**GOAL:** The records below are to be copied word for word, with every picture left out.

* Begin TASK MATERIAL *

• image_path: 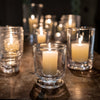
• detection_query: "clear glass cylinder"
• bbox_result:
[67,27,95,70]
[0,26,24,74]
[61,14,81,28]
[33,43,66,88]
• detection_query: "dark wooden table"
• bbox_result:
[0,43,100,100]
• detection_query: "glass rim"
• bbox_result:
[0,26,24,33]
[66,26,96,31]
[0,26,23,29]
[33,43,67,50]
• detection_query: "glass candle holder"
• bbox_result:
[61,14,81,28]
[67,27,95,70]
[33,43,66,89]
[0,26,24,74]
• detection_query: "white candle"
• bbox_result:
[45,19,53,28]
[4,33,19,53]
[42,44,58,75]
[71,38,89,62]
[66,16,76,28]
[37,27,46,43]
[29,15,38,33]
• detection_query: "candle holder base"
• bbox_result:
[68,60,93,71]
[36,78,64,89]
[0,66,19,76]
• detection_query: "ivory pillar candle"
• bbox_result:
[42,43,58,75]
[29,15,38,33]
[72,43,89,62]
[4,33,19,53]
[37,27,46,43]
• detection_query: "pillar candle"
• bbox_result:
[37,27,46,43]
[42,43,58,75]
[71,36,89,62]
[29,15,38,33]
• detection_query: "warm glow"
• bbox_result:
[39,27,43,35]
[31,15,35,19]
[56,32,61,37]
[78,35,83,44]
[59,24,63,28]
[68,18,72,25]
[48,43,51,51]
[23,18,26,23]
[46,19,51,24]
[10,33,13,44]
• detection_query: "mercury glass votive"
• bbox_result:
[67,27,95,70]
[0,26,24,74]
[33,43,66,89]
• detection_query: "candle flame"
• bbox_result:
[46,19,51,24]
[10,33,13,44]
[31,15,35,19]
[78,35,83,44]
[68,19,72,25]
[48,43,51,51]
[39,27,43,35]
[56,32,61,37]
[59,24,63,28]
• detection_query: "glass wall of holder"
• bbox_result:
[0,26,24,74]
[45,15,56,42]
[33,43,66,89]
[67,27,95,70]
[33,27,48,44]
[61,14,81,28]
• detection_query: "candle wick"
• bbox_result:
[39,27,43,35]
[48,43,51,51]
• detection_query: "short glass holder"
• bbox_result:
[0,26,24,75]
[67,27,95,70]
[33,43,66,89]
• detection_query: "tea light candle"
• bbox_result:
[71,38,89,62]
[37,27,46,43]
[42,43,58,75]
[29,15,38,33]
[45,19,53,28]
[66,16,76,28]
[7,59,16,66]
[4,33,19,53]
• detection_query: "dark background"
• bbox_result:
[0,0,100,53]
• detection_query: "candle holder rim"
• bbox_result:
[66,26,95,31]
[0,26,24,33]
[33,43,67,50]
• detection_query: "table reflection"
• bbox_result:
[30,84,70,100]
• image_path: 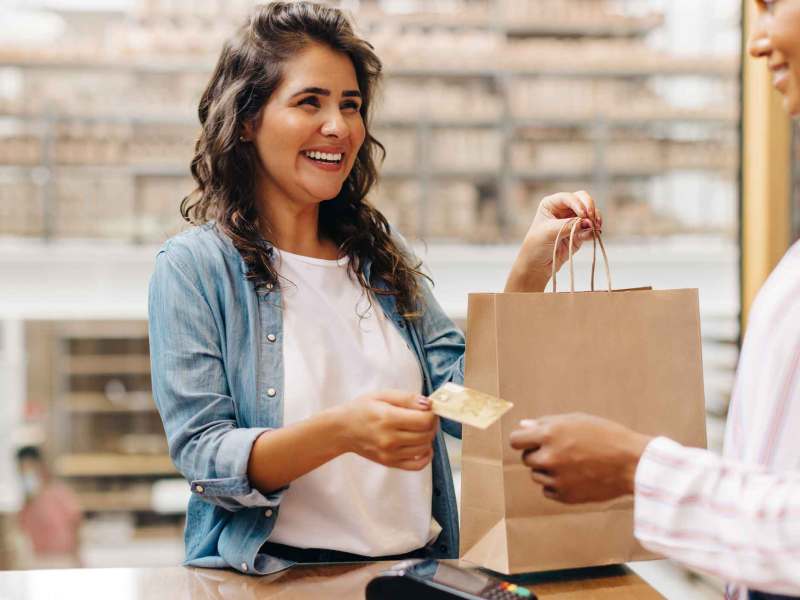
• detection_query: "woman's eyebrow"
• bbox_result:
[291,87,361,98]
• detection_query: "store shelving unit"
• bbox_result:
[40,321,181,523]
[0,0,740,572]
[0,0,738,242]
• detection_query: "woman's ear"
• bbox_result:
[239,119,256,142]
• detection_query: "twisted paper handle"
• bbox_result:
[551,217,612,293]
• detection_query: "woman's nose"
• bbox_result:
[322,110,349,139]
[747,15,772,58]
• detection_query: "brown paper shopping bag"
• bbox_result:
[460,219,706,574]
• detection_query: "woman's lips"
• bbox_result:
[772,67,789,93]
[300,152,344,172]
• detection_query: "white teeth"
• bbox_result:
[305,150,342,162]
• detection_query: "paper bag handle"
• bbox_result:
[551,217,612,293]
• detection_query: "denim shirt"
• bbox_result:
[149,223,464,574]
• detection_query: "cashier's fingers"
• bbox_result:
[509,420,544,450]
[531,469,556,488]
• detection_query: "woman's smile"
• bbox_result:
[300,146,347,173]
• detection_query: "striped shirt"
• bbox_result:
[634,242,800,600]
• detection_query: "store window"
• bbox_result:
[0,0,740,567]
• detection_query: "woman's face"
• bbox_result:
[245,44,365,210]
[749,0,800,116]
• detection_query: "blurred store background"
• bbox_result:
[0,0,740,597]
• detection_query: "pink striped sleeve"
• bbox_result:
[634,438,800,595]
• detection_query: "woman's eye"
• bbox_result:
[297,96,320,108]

* End TASK MATERIAL *

**ANSWER FOR THE TASK:**
• image_path: 
• detection_query: "clear glass cylinder"
• bbox_result:
[67,27,95,70]
[0,26,24,74]
[61,14,81,28]
[33,43,66,88]
• detection_query: "dark wooden table"
• bbox_result:
[0,43,100,100]
• detection_query: "glass rim"
• bbox_result:
[0,26,24,33]
[66,26,96,31]
[0,26,23,29]
[33,43,67,50]
• detection_query: "glass candle holder"
• bbox_result:
[61,14,81,28]
[67,27,95,70]
[33,43,66,89]
[0,26,24,74]
• detection_query: "white candle"
• bbox_result:
[45,19,53,28]
[4,33,19,53]
[42,44,58,75]
[71,38,89,62]
[66,16,76,28]
[37,27,46,43]
[29,15,38,33]
• detection_query: "candle holder base"
• bbox_result:
[68,60,93,71]
[36,78,64,89]
[0,66,19,76]
• detection_query: "ivory pillar candle"
• bbox_result:
[42,43,58,75]
[29,15,38,33]
[72,43,89,62]
[4,33,19,53]
[37,27,46,43]
• detection_query: "pillar candle"
• bbox_result:
[37,27,46,43]
[42,43,58,75]
[71,36,89,62]
[29,15,38,33]
• detection_query: "warm glow"
• bbox_result:
[39,27,43,35]
[31,15,35,19]
[56,32,61,37]
[78,35,83,44]
[59,24,63,28]
[68,18,72,25]
[48,43,51,51]
[23,18,26,23]
[46,19,51,24]
[10,33,13,44]
• detection_query: "mercury glass votive"
• bbox_result:
[67,27,95,70]
[0,26,24,74]
[33,43,66,89]
• detection_query: "candle flame"
• bbox_result:
[46,19,51,24]
[10,33,13,44]
[31,15,35,19]
[78,35,83,44]
[68,19,72,25]
[48,43,51,51]
[39,27,43,35]
[56,32,61,37]
[59,24,63,28]
• detection_query: "glass wall of holder"
• bbox_result:
[0,26,24,74]
[45,15,56,42]
[33,43,66,89]
[67,27,95,70]
[33,27,48,44]
[61,14,81,28]
• detection_query: "candle wick"
• bbox_result:
[39,27,43,35]
[48,43,51,51]
• detection_query: "short glass holder"
• bbox_result:
[0,26,24,75]
[67,27,95,70]
[33,43,66,89]
• detection_query: "tea light candle"
• bbox_result:
[71,38,89,62]
[37,27,46,43]
[42,43,58,75]
[29,15,38,33]
[45,19,53,28]
[66,16,76,28]
[7,59,16,66]
[4,33,19,53]
• detection_query: "dark background"
• bbox_result:
[0,0,100,53]
• detection_query: "candle holder rim"
• bbox_result:
[66,26,95,31]
[0,26,24,33]
[33,43,67,50]
• detection_query: "table reflection"
• bbox_result:
[30,84,70,100]
• image_path: 
• detection_query: "woman's eyebrow"
• bbox_result:
[291,87,361,98]
• detection_query: "store shelving unit"
• bbox_result:
[40,321,181,523]
[0,0,740,572]
[0,0,738,242]
• detection_query: "woman's ear"
• bbox_result:
[239,119,256,142]
• detection_query: "twisted paper handle"
• bbox_result:
[551,217,612,293]
• detection_query: "woman's nose"
• bbox_result:
[322,110,349,139]
[747,15,772,58]
• detection_query: "brown paper shopping bag"
• bbox_result:
[460,219,706,574]
• detection_query: "woman's lips"
• bbox_result:
[772,67,789,93]
[300,152,344,172]
• detection_query: "white teeth"
• bbox_result:
[305,150,342,162]
• detection_query: "paper bag handle"
• bbox_result:
[551,217,612,293]
• detection_query: "denim shirt"
• bbox_result:
[149,223,464,574]
• detection_query: "cashier's fingers"
• bbox_result:
[509,420,544,450]
[531,469,556,488]
• detection_query: "woman's smile"
• bbox_result:
[300,146,347,173]
• detection_query: "striped shirt"
• bbox_result:
[634,242,800,600]
• detection_query: "store window"
• bbox_result:
[0,0,740,567]
• detection_query: "woman's face"
• bbox_result:
[245,44,365,210]
[749,0,800,116]
• detection_query: "blurred store background"
• bbox_result:
[0,0,740,597]
• detection_query: "pink striped sleeve"
• bbox_result:
[634,438,800,595]
• detection_query: "woman's eye"
• bbox_result:
[297,96,320,108]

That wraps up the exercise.